# Start of QUOTED PASSAGE
Part of the answer is if you build it, they will come to use that cliché. That’s a big thing. The guy who is our COO now, for instance, wrote a letter several years ago to me and said, “I’m working in aerospace, and I’m creating rocket ships, let me tell you, it’s not as sexy as it sounds. I want to join you, guys. Every morning when I wake up, I go to your postcard of the day and see what else you guys are up to.”
When you can be so tactile and have that immediate impact, we’re not that big a company. We’re 160 people on two coasts. We’re still small enough that people have an impact, and we’re able to know who our workers are. We’re able to do some gorgeous work that attracts good people. I’m not sure if I’m answering your question exactly, but first, you’ve got to have a place where people want to come.
It’s interesting you use the word beauty there, which is a lovely word that we don’t consider often in our world. It seems maybe even mystifying beauty. It’s interesting how you see the beauty in what you do. That beauty is attractive. Can you talk more about that?
# End of QUOTED PASSAGE
* GIVEN PROBLEM 1:
Rewrite the interview excerpt from "It’s interesting you" to "more about that?", putting "elegance" in place of "beauty".
* GIVEN PROBLEM 2:
Say whether each statement agrees with the interview excerpt, answering yes or no and quoting the words that decide it: (a) the company has 160 people on two coasts; (b) the COO once worked in aerospace; (c) the speaker describes the company as very large.
You won't need the data that come next.
# Start of STORED DATA
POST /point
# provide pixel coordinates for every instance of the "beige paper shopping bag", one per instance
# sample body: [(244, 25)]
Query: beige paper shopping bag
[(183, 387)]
# End of STORED DATA
* FULL RESPONSE 1:
It’s interesting you use the word elegance there, which is a lovely word that we don’t consider often in our world. It seems maybe even mystifying elegance. It’s interesting how you see the elegance in what you do. That elegance is attractive. Can you talk more about that?

* FULL RESPONSE 2:
(a) Yes: "We’re 160 people on two coasts."
(b) Yes: "I’m working in aerospace, and I’m creating rocket ships"
(c) No: "we’re not that big a company."